● **Given exercise**
Can you rewrite all of the data below as a numbered list, dropping any blank lines and leaving the pictures out?

● **Given entries**
* Begin *

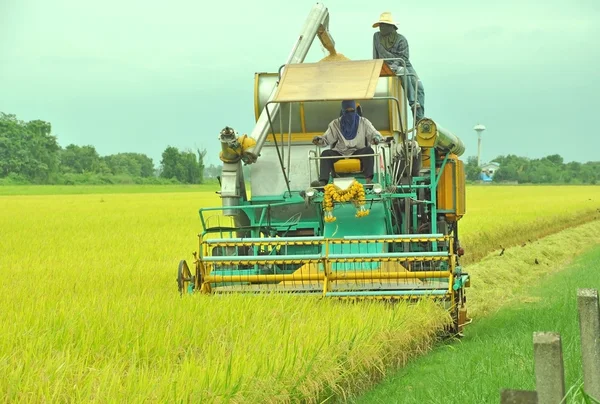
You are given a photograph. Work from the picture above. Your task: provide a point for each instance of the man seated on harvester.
(348, 135)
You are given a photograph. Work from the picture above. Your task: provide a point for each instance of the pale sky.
(137, 76)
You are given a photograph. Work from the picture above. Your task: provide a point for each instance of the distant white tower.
(479, 128)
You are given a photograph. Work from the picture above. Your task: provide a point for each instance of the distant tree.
(171, 164)
(181, 165)
(79, 159)
(201, 155)
(472, 169)
(28, 149)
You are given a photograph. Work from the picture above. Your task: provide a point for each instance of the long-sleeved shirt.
(364, 136)
(398, 50)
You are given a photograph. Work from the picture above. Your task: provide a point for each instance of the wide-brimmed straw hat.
(385, 18)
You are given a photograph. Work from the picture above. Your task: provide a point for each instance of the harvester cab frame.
(394, 239)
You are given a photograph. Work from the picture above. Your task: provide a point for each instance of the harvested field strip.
(89, 312)
(101, 321)
(501, 217)
(497, 352)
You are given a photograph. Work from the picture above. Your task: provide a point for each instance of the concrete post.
(549, 367)
(589, 328)
(518, 397)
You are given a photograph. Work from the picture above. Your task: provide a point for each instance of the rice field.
(89, 309)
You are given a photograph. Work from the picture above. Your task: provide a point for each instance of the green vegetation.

* End *

● **Task answer**
1. You are given a photograph. Work from the picture above. Your task: provide a point for each instance of the man seated on harvester.
2. (348, 135)
3. You are given a photograph. Work from the picture above. Your task: provide a point for each instance of the pale sky.
4. (137, 76)
5. You are given a photograph. Work from the picture above. Your task: provide a point for each instance of the distant white tower.
6. (479, 128)
7. You are given a photograph. Work from the picture above. Your task: provide a point for each instance of the distant tree.
8. (171, 164)
9. (181, 165)
10. (79, 159)
11. (201, 155)
12. (472, 169)
13. (28, 149)
14. You are given a photograph. Work from the picture above. Your task: provide a point for each instance of the long-sleeved shirt.
15. (364, 136)
16. (398, 50)
17. You are given a photograph. Work from the picture above. Your task: provide a point for each instance of the wide-brimmed straw hat.
18. (385, 18)
19. You are given a photograph. Work from the picture above. Your task: provide a point for each instance of the harvester cab frame.
20. (394, 239)
21. You are given a photograph. Work from the picture above. Your task: provide a point for each instance of the harvested field strip.
22. (89, 312)
23. (101, 321)
24. (501, 217)
25. (497, 352)
26. You are given a photograph. Work from the picture above. Your task: provide a point for each instance of the concrete post.
27. (549, 367)
28. (589, 328)
29. (518, 397)
30. You are given a photograph. Work from the picture above. Your task: provide a point for each instance of the rice field.
31. (89, 309)
32. You are given a photograph. Work from the picture above. Your task: provide a point for each instance of the green vegetation.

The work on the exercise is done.